[[ Excerpt, beginning ]]

The theme of the session was 'Point of View' (POV) but there was very little or none of the discussion around the topic. The excitement was about the noir genre and its history, which was a lesson, in itself.

In the book 'Understanding Movies' by Louis Giannetti (2005), he listed the few main types of POV. (1) the first person, (2) the omniscient, (3) the third person, and (4) the objective.

It says, "Many films use first-person narrative techniques, but only sporadically." I think it refers to us the viewer usually taken for a ride through different POVs throughout the length of a film. And most of the time we are taken to look into the overall picture, which is the omniscient or the objective POV, in which the book says, "Omniscient narration is almost inevitable in film. Each time the director moves the camera—either within a shot or between shots—we are offered a new point of view from which to
evaluate the scene."

FURY (1936)

Personally, I think this film comprises of a few POV. (like what the above quote says about POV in film.) The main one is of the protagonist, who is happy in the beginning but suffers in justice near the end.

The second one is from the fiance's POV where she suffers from seeing the shift in the personality of her partner and how the surrounding society mob lynching him.

The third one is from the society's perspective where mostly influenced by hearsay and the media.

There is a fourth one which is the film cameras. They recorded the riot where the footage eventually acted as the evidence and affected the final verdict. (Fritz Lang saw the power of the screen and now we see it as another pair of 'eyes' in society.)

And there is a related thing about that from the book.

"The cinematic equivalent to the “voice” of the literary narrator is the “eye” of the camera, and this difference is an important one. In literature, the distinction between the narrator and the reader is clear: It’s as if we were listening to a friend tell a story.

"In film, however, the viewer identifies with the lens and thus tends to fuse with the narrator. To produce first-person narration in film, the camera would have to record all the action through the eyes of the character, which, in effect, would
also make the viewer the protagonist."

SAVING PRIVATE RYAN

Also yesterday I saw a post by Al Jafree Md Yusop about William Goldman's critique of the POV of Spielberg's Saving Private Ryan. It is about the intro where the old man's face fades into Omaha Beach landing and the close-up of Tom Hanks' character.

Personally, I remember watching it back then on the big screen and really thought that Tom Hanks and the old man were the same person.

Intuitively as a normal audience, I was thinking that Spielberg is trying to show that the old man is Tom Hanks. But near the end of the film, we finally know that Ryan is actually the old man. The title itself could be from Tom Hanks' character's POV or the narrator's telling us what the story is about - the journey of saving a soldier called Ryan.

[[ Excerpt, end ]]

Directive a: Would you repeat the point-of-view essay word for word, everything from "Also yesterday I" down to "Tom Hanks' character."?
The records that come next have no connection to the point-of-view essay.

[[ Supplied entries, beginning ]]

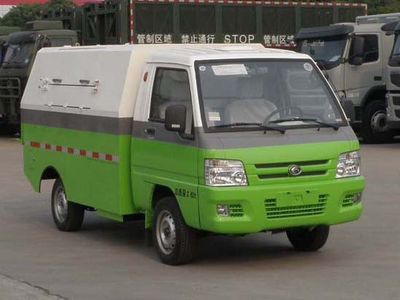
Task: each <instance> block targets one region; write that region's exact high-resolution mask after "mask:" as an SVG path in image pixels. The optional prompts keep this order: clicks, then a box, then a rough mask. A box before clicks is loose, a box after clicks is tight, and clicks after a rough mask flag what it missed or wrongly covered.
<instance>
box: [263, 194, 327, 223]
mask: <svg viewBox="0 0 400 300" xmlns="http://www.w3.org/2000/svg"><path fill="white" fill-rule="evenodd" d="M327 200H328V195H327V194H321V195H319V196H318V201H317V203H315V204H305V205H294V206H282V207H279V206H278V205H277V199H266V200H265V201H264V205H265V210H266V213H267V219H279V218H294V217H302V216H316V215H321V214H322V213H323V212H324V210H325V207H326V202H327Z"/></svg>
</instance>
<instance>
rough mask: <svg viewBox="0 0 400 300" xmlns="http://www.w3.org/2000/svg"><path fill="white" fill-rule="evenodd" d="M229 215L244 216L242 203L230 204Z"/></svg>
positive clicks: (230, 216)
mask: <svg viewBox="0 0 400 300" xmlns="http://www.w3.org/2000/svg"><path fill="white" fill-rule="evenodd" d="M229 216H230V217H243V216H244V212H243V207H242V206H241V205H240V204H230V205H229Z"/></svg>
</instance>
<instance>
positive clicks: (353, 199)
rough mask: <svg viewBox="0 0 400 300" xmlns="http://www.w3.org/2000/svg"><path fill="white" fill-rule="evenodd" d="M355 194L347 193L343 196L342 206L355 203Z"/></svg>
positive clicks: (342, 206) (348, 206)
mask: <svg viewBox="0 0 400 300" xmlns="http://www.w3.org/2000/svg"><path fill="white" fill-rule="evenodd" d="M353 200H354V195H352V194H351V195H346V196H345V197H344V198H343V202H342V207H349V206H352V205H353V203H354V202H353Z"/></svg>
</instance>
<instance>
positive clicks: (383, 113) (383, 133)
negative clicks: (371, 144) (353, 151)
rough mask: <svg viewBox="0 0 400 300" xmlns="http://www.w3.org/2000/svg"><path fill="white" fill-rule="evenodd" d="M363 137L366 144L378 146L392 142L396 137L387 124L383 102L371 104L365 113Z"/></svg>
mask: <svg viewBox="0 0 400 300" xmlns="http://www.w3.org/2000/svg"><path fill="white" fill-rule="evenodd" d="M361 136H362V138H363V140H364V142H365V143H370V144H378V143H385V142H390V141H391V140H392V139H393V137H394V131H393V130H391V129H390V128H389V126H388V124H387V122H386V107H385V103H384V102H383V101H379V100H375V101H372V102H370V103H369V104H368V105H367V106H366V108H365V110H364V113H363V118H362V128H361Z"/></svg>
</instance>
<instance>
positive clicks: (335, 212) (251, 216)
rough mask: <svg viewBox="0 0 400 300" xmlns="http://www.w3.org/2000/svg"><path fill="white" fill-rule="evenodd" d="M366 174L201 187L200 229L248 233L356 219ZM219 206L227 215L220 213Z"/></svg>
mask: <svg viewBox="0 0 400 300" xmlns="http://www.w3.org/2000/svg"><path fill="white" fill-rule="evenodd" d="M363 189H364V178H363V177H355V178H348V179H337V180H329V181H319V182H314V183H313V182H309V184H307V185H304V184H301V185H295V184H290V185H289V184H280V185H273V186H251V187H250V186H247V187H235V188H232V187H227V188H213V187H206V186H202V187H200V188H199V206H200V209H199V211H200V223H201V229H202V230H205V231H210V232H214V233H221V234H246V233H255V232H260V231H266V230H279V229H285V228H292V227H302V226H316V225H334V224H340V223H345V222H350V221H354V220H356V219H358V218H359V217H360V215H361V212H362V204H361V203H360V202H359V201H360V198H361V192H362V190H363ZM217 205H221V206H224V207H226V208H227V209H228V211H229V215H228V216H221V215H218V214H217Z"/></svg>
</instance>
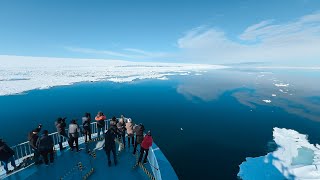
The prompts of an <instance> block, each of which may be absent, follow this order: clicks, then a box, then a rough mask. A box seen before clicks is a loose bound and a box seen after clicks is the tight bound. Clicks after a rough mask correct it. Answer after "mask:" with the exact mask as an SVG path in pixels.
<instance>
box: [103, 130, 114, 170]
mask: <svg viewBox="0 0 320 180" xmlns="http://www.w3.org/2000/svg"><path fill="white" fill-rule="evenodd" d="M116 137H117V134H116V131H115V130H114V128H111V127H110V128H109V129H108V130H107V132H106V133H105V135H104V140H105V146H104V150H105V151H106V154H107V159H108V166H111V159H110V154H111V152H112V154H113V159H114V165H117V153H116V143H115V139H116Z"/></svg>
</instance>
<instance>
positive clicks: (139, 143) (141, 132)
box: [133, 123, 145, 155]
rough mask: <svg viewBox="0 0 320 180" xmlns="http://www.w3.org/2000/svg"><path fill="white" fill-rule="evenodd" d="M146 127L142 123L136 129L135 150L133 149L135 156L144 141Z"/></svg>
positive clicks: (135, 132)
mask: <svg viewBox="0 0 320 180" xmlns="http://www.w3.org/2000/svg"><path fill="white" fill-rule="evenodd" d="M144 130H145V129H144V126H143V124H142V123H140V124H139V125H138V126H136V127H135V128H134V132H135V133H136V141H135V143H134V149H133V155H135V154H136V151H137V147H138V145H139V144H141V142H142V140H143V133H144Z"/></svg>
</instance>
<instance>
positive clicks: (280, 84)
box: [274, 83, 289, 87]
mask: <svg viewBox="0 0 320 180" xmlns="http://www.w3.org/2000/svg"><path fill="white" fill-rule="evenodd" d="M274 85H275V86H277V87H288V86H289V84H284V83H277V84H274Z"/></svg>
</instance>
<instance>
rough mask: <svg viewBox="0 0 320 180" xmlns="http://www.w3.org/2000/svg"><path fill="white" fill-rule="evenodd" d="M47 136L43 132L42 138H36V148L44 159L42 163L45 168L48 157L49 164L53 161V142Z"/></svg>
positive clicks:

[[ Supplied entries, end ]]

Directive b: Can you reproduce, verbatim and with nothing else, everything in the records from the line containing "127L142 123L136 129L135" down to the line containing "positive clicks: (135, 132)"?

Written reply a:
Also yesterday I saw a post by Al Jafree Md Yusop about William Goldman's critique of the POV of Spielberg's Saving Private Ryan. It is about the intro where the old man's face fades into Omaha Beach landing and the close-up of Tom Hanks' character.

Written reply b:
rough mask: <svg viewBox="0 0 320 180" xmlns="http://www.w3.org/2000/svg"><path fill="white" fill-rule="evenodd" d="M146 127L142 123L136 129L135 150L133 149L135 156L144 141Z"/></svg>
positive clicks: (135, 132)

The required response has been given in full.